Your task:
The part to set down runs from the first line of the data below through the line with "Sample output: [[704, 242]]", inclusive; write it exactly and leave out the pictures.

═══ Material supplied ═══

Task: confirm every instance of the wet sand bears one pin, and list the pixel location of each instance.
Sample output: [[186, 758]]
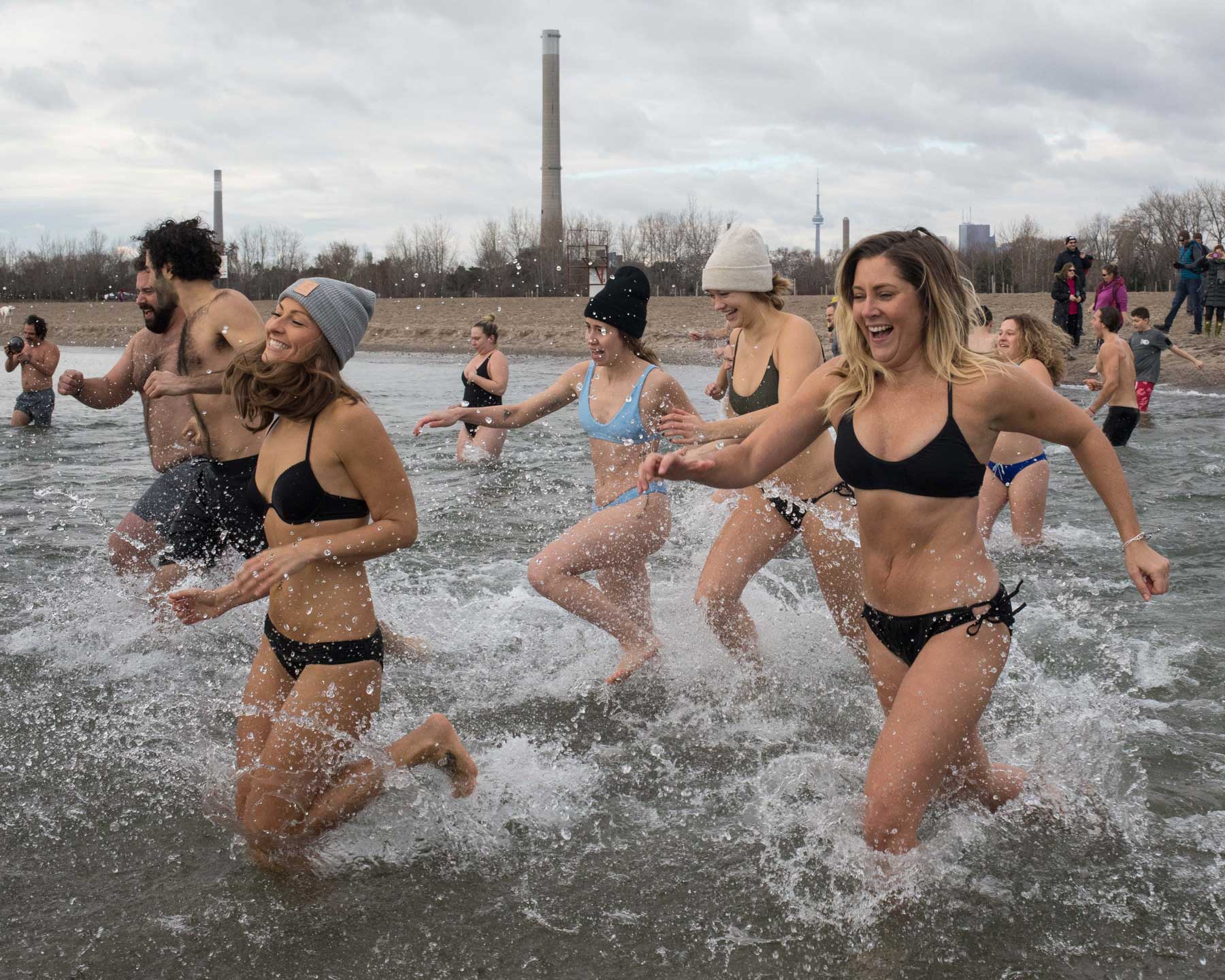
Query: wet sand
[[553, 326]]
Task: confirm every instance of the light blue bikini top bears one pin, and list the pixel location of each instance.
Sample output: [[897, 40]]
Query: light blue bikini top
[[626, 427]]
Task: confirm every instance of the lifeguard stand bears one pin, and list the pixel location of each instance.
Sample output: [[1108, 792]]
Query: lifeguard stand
[[587, 261]]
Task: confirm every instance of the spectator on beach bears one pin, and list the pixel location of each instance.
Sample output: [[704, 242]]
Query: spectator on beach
[[1111, 291], [1147, 346], [1081, 261], [1213, 288], [983, 336], [38, 361], [1068, 294], [834, 350], [1190, 281]]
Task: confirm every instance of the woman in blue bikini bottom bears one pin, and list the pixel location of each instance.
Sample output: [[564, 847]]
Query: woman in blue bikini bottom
[[1018, 472], [623, 396]]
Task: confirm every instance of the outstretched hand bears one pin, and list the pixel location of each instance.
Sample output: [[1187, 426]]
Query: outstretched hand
[[681, 427], [442, 419], [1148, 570], [674, 466]]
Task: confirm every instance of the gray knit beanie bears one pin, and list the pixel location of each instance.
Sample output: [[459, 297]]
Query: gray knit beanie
[[341, 310], [739, 263]]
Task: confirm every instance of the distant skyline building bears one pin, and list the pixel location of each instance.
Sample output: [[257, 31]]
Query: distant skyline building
[[974, 237], [817, 220]]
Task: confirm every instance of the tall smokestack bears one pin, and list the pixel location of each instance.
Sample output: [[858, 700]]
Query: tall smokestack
[[218, 231], [551, 148]]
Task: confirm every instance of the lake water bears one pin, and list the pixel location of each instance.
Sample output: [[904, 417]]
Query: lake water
[[684, 826]]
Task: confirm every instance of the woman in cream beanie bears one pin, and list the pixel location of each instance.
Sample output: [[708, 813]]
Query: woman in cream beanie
[[773, 352]]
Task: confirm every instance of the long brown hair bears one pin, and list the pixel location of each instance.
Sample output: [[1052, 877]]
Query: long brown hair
[[1044, 342], [294, 391]]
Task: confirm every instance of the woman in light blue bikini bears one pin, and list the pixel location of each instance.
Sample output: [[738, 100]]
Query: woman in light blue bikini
[[623, 385], [1018, 472]]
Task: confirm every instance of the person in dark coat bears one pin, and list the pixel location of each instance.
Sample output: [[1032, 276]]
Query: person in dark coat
[[1081, 261], [1068, 295]]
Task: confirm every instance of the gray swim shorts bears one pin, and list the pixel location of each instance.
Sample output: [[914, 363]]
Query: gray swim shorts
[[38, 404], [163, 500]]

═══

Solution:
Task: confirm every instance of the wet sand bears one pin, and list the pixel location of each instance.
Sample output: [[186, 758]]
Query: wet sand
[[553, 326]]
Task: confirm every instance of the light blue bikini top bears one pin, and list the pixel location of each instance.
Sample output: [[897, 40]]
Query: light blue bikini top
[[626, 427]]
Task: confirm every instance of the lifeguard stand bears one pin, and list the pixel location of each instance.
Sample output: [[1108, 792]]
Query: lifeguard stand
[[587, 261]]
Task: confirm every instance of the spectator on beach bears one pin, and list the pixel location of each instance.
Sample output: [[704, 242]]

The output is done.